▸ **REQUIRED ACTION**
Each line of the data below that contains "animal" must be copied.

PROVIDED ENTRIES below:

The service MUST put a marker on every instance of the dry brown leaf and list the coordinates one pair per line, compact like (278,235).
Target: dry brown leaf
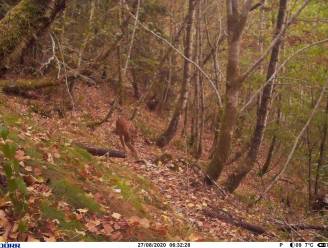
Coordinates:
(134,220)
(108,229)
(145,223)
(116,216)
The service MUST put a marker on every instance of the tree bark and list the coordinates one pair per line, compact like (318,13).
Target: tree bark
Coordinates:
(170,132)
(236,22)
(321,159)
(239,173)
(22,24)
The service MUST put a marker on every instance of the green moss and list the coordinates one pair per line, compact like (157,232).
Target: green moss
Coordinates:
(53,213)
(75,196)
(50,212)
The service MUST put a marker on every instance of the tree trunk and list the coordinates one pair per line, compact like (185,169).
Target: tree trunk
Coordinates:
(169,133)
(267,163)
(239,173)
(321,159)
(236,23)
(22,24)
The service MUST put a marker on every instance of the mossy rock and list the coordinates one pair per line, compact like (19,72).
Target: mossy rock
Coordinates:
(164,158)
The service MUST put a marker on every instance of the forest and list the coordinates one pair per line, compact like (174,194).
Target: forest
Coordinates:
(162,120)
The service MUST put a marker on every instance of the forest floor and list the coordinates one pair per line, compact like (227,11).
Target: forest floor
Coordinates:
(75,196)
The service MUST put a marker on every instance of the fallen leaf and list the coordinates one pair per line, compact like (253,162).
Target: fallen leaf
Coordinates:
(116,216)
(134,220)
(145,223)
(108,229)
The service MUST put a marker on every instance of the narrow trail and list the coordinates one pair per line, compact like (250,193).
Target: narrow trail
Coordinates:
(184,190)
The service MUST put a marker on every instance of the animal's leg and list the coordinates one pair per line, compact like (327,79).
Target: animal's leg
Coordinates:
(133,150)
(123,143)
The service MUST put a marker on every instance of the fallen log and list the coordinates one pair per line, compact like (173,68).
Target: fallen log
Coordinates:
(228,218)
(96,151)
(20,86)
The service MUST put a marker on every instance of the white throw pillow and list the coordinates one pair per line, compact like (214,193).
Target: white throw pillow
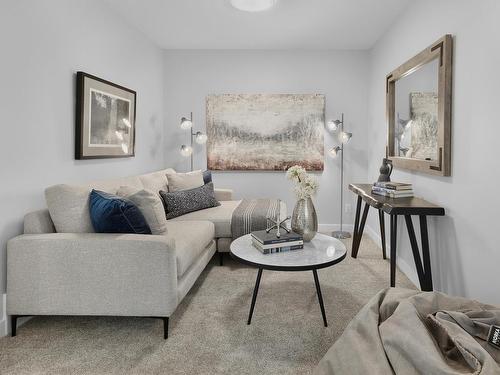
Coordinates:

End of PROVIDED ENTRIES.

▸ **RESULT OF THIS EXERCISE**
The service MUST put a marker on every instance of the animal's leg and list the coordinates one pair per line, compact like (327,79).
Target: animal's leg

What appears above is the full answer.